- **WHAT YOU WILL DO**:
• a. According to the Raspberry Pi cluster article, which operating system will be installed on each of the RPis?
• b. Please print the Raspberry Pi cluster article from "This article closely" up to and including "for additional details.".

- **SELECTED EXCERPT**:
────────────────────

In the previous article of this series we built a Raspberry Pi distributed cluster from four Raspberry Pi 4Bs. In this article we are going to begin preparing the cluster to work with the SLURM job scheduler. We will install the latest version of Ubuntu Server Linux on each of the RPis. Then we will configure both the network and the shared storage used by the RPis in order to allow SLURM to communicate with each node. In the next article of the series we will install SLURM itself.
This article closely follows the approach discussed in the excellent three part series written by Garrett Mills. We will also be making changes where necessary, particularly around optimising for usage of QSTrader. We highly recommend taking a read of his articles for additional details.
Linux Command Line
The content of this article assumes a basic familiarity with the Linux command line. We will be using standard Linux commands such as ssh
, mkfs
, ifconfig
, nmap
, chown
and chmod
. If you want a refresher on using the Linux command line prior to following this article we highly recommend The Linux Command Line, 2nd Ed. by William Shotts, which covers these commands in detail from an introductory standpoint.

────────────────────

Items listed in a dataset
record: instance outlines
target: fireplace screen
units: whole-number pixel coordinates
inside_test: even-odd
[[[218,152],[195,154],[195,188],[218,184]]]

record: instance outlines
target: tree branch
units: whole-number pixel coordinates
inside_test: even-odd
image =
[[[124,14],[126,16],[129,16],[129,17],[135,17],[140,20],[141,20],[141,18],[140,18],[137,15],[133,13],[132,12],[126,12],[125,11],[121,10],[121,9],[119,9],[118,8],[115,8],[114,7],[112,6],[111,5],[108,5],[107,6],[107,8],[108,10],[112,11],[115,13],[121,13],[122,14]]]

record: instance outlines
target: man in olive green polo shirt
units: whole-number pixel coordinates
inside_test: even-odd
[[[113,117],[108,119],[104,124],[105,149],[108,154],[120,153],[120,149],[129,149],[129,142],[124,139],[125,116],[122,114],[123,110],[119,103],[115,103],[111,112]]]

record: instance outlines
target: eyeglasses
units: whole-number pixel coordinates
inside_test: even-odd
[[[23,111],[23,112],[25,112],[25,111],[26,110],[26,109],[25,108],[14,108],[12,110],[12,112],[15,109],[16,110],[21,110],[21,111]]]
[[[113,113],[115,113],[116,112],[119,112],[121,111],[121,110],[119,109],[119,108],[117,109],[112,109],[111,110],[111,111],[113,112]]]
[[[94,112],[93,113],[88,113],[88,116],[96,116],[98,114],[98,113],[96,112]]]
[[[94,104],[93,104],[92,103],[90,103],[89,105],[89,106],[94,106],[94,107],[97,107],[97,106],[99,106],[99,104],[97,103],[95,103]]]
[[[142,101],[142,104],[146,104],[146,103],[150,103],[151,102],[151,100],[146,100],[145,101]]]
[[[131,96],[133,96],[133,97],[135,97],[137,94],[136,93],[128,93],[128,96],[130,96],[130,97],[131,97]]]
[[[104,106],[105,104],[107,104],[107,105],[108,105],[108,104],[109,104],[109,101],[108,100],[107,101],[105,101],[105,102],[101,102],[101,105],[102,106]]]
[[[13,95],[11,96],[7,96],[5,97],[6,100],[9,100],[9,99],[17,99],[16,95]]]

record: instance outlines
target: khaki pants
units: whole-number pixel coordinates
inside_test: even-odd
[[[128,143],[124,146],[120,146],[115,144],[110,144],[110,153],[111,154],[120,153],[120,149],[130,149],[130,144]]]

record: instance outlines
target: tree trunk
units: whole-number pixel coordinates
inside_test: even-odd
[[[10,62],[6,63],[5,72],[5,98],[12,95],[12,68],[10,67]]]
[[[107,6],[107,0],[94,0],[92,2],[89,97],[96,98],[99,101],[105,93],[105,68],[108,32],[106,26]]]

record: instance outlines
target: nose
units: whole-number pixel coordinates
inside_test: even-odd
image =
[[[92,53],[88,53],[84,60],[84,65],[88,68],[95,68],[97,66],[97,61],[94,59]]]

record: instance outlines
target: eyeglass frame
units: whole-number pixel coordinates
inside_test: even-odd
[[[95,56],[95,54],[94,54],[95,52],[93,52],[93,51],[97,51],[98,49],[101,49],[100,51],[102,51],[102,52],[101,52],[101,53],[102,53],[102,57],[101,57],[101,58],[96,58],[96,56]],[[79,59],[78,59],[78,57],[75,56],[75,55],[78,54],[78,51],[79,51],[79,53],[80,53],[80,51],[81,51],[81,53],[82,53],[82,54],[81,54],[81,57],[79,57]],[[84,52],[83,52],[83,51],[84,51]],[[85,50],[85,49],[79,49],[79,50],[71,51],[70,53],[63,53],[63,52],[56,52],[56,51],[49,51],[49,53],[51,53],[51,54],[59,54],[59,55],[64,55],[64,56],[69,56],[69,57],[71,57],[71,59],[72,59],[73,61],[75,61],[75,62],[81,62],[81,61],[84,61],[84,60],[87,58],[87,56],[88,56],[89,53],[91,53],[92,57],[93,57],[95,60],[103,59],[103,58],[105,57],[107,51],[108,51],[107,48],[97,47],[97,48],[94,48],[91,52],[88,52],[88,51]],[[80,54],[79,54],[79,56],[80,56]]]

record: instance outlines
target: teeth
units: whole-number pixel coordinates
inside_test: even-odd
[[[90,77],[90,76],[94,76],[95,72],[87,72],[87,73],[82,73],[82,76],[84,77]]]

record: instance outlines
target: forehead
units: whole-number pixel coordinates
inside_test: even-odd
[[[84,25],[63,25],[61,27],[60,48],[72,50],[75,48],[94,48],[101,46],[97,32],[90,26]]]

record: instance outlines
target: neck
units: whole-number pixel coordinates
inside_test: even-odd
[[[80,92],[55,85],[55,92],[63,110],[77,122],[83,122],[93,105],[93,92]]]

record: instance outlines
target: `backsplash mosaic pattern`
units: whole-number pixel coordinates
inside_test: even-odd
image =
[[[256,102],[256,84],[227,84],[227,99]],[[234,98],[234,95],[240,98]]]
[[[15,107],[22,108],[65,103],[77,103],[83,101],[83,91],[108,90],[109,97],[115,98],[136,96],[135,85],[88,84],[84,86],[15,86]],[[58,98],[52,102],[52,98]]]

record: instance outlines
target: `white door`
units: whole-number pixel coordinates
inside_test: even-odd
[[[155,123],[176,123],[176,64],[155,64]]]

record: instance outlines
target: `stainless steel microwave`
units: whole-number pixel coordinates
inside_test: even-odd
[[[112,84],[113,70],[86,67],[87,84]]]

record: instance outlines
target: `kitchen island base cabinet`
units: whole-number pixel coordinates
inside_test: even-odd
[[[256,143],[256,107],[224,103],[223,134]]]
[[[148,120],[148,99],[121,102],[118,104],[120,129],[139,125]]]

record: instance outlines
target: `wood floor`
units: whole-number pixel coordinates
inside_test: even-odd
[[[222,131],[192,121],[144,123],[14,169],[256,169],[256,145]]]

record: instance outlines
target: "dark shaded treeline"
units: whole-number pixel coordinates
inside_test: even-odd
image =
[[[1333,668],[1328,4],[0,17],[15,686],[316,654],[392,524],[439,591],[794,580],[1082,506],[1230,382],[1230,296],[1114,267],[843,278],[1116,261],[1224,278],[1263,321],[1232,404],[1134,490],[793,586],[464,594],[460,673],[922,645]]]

────────────────────

- **ANSWERS FOR THE EXERCISE**:
• a. The latest version of Ubuntu Server Linux.

• b.
This article closely follows the approach discussed in the excellent three part series written by Garrett Mills. We will also be making changes where necessary, particularly around optimising for usage of QSTrader. We highly recommend taking a read of his articles for additional details.